### ПРЕДЛОЖЕННЫЙ ТЕКСТ
# # # # #

С НАМЕРЕНИЕМ ОСКОРБИТЬ (1998—2001), стр. 38

ВЕСЬ ЭТОТ СБРОД

До чего же мы любим линчевать. Как же нам нравится собираться на площадях и, подбадривая друг друга, избивать людей. С каким энтузиазмом мы сбиваемся в стаи, чтобы гарантировать себе безнаказанность. В толпе легче орудовать ножом, кулаком или бейсбольной битой. Кто убил? «Овечий Источник»! Мы с радостным воем бросаемся вымещать свои мелкие обиды на слабом, на том, кто мечется в поисках убежища, на беззащитном. Нам все равно, заколоть телочку к деревенскому празднику или забить до смерти араба. Всего полчаса назад я видел, как озверевшая толпа, вооруженная палками, громит допотопную машину какого-то несчастного марокканца. По радио сказали, что мы — нация расистов и ксенофобов. Неправда. Мы — нация ублюдков.

# # # # #

### ЗАПИСИ НАБОРА ДАННЫХ
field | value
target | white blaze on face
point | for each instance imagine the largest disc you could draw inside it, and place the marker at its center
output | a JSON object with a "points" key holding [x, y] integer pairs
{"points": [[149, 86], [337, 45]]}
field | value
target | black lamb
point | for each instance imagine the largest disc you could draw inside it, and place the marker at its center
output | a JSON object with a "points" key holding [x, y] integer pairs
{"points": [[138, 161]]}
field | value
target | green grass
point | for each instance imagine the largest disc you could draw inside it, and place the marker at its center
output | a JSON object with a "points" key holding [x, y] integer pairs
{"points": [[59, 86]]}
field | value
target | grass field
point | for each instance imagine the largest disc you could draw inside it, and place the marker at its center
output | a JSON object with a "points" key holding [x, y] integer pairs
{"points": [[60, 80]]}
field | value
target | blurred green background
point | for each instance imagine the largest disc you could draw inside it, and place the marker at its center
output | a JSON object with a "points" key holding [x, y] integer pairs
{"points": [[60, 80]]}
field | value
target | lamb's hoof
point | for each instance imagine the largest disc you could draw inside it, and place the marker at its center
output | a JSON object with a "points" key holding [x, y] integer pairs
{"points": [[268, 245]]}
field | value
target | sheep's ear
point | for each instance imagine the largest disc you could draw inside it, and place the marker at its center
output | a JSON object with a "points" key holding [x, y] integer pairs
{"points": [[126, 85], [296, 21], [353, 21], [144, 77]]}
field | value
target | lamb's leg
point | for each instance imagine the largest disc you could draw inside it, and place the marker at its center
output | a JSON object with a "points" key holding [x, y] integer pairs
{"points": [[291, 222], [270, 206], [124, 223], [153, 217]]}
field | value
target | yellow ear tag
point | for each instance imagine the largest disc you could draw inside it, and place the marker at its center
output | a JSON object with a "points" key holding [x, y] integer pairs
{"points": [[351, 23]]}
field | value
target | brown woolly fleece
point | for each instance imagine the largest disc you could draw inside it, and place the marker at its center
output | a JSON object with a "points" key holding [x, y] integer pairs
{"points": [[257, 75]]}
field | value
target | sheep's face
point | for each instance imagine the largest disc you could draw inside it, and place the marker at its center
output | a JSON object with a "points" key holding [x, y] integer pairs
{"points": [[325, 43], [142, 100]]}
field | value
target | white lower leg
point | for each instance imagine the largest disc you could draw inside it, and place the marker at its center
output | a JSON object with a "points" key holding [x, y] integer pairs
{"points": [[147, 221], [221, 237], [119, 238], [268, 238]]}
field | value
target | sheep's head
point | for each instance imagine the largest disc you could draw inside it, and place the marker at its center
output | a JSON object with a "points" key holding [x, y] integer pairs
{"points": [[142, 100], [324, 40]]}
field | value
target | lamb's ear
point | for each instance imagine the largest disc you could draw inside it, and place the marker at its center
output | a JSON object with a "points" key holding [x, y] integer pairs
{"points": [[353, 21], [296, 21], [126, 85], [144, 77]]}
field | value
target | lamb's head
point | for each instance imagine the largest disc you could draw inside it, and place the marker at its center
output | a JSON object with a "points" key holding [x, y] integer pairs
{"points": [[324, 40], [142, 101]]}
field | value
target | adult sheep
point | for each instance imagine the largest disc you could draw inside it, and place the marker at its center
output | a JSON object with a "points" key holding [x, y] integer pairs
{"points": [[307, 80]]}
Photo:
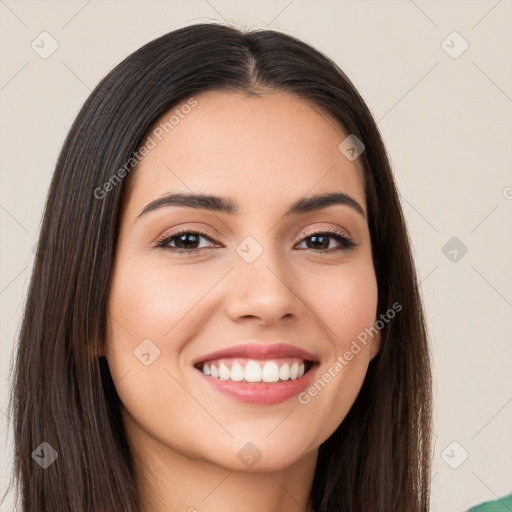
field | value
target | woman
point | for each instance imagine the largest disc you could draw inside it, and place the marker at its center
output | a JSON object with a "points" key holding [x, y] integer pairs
{"points": [[224, 312]]}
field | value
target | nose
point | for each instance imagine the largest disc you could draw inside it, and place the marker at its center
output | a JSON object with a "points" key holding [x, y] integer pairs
{"points": [[263, 290]]}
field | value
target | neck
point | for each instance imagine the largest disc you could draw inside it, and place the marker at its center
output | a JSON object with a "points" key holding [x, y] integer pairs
{"points": [[171, 481]]}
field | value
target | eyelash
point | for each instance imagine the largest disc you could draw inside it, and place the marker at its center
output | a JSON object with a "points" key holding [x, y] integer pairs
{"points": [[345, 243]]}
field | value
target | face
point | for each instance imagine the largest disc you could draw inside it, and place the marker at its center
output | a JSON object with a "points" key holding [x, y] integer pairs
{"points": [[233, 324]]}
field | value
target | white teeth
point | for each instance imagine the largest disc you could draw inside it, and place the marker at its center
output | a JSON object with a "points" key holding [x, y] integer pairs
{"points": [[252, 372], [255, 371], [237, 372], [284, 372], [270, 372], [224, 372]]}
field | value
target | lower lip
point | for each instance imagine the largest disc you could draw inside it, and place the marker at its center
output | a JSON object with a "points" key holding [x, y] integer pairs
{"points": [[261, 393]]}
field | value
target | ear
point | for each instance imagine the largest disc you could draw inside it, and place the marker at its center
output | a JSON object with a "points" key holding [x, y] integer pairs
{"points": [[95, 351], [375, 345]]}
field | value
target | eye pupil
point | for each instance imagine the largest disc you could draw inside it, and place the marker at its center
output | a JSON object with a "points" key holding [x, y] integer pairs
{"points": [[315, 238], [183, 239]]}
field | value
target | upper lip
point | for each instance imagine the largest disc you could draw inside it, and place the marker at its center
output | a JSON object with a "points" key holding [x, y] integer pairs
{"points": [[259, 351]]}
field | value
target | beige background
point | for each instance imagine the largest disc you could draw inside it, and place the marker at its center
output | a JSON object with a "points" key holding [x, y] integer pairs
{"points": [[446, 122]]}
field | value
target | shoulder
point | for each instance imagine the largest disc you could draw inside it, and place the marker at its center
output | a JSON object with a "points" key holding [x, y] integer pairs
{"points": [[503, 504]]}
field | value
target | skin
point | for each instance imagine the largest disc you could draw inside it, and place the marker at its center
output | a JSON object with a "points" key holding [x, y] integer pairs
{"points": [[265, 153]]}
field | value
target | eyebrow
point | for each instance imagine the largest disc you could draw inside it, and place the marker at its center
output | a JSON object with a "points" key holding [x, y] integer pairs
{"points": [[227, 205]]}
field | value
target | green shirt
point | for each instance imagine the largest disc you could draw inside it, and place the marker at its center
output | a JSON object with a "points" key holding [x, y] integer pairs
{"points": [[503, 504]]}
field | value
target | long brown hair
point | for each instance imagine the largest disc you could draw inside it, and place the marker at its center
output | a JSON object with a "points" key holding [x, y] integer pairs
{"points": [[377, 460]]}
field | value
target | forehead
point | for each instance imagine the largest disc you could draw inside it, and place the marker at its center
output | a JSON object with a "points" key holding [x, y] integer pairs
{"points": [[259, 149]]}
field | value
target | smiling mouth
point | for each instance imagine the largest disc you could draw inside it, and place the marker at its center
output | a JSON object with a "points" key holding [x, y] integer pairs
{"points": [[256, 370]]}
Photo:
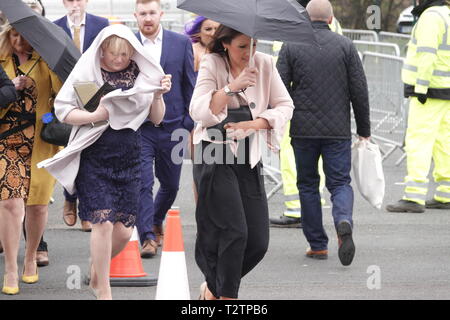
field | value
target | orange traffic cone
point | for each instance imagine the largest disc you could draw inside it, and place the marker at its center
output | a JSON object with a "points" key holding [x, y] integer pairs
{"points": [[172, 280], [126, 268]]}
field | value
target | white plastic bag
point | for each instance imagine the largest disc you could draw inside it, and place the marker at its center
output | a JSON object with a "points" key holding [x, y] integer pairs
{"points": [[368, 171]]}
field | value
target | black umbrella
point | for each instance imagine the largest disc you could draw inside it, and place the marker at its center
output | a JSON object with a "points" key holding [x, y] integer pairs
{"points": [[49, 40], [281, 20]]}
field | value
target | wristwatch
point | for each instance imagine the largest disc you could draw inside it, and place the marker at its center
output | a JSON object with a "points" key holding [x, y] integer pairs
{"points": [[228, 91]]}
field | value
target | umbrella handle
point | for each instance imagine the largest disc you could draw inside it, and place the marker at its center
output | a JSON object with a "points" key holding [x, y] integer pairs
{"points": [[251, 61], [32, 67]]}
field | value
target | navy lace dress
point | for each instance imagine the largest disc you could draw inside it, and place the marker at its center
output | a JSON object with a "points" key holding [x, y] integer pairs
{"points": [[108, 181]]}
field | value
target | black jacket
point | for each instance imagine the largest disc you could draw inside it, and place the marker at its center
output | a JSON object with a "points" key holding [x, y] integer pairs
{"points": [[8, 92], [323, 82]]}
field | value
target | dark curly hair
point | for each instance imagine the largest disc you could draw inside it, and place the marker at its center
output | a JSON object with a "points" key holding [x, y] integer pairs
{"points": [[222, 35]]}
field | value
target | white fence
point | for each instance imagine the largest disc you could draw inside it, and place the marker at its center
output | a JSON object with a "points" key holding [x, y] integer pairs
{"points": [[379, 47], [388, 107], [364, 35]]}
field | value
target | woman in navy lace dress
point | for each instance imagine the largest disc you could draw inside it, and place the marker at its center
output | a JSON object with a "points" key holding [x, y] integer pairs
{"points": [[108, 179]]}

# # # # #

### КОРОТКОЕ ЗАДАНИЕ A
Перечислите все, чем, согласно предложенному тексту, легче орудовать в толпе.
### КОРОТКОЕ ЗАДАНИЕ B
Отфильтруйте записи: выпишите каждую строку, в которой есть слово «umbrella».

### ОТВЕТ НА ЗАДАНИЕ A
Нож, кулак, бейсбольная бита.

### ОТВЕТ НА ЗАДАНИЕ B
target | black umbrella
target | umbrella handle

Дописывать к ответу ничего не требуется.